### DOCUMENT
22 Mar Prison Gerrymandering Is The Modern Day Three-Fifths Compromise
The “three-fifths compromise” is one of the most poignant symbols of racism in the annals of American history. In drafting the Constitution, lawmakers tussled over how they should count slave populations. Slaveholding states argued that slaves should be counted among their population for Electoral College purposes. Others argued that they should not count because slaves could not vote.
Rather than simply extending the right to vote to slaves, Congress came up with an idea. They would just count these human beings as three-fifths of a person. This practice was officially nullified by the passing of the Fourteenth Amendment. That amendment gave freed Black people the full weight of citizenship, including the right to vote. But did the practice actually end? Many critics of prison gerrymandering would argue no.
Prison Gerrymandering Explained
While the Fourteenth Amendment did grant the right to vote to (adult male) Black citizens, it did so with one important exception. People convicted of a crime (and “Indians not taxed”) were explicitly excluded from the amendment’s protections. Because of that exception, the spirit of the three-fifths compromise lives on in the form of prison gerrymandering.

### PROVIDED DATA
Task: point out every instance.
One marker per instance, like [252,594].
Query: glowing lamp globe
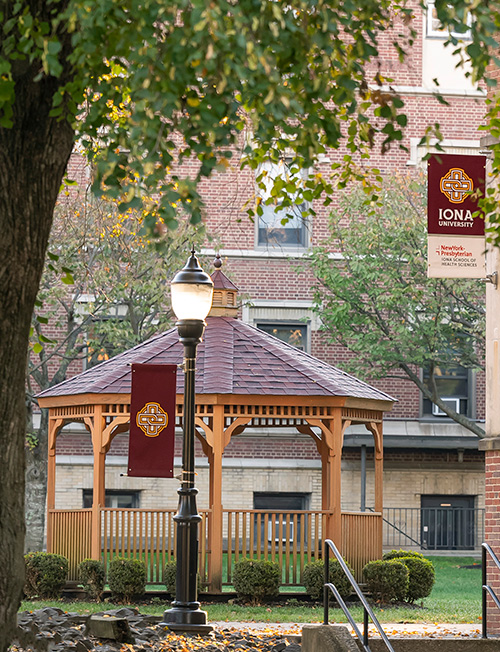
[192,291]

### DIRECTIONS
1. In the article on prison gerrymandering, transcribe the passage from "Rather than simply" up to and including "of prison gerrymandering.".
2. According to the article on prison gerrymandering, what officially nullified the practice of counting slaves as three-fifths of a person?

### OUTPUTS
1.
Rather than simply extending the right to vote to slaves, Congress came up with an idea. They would just count these human beings as three-fifths of a person. This practice was officially nullified by the passing of the Fourteenth Amendment. That amendment gave freed Black people the full weight of citizenship, including the right to vote. But did the practice actually end? Many critics of prison gerrymandering would argue no.
Prison Gerrymandering Explained
While the Fourteenth Amendment did grant the right to vote to (adult male) Black citizens, it did so with one important exception. People convicted of a crime (and “Indians not taxed”) were explicitly excluded from the amendment’s protections. Because of that exception, the spirit of the three-fifths compromise lives on in the form of prison gerrymandering.

2. The passing of the Fourteenth Amendment.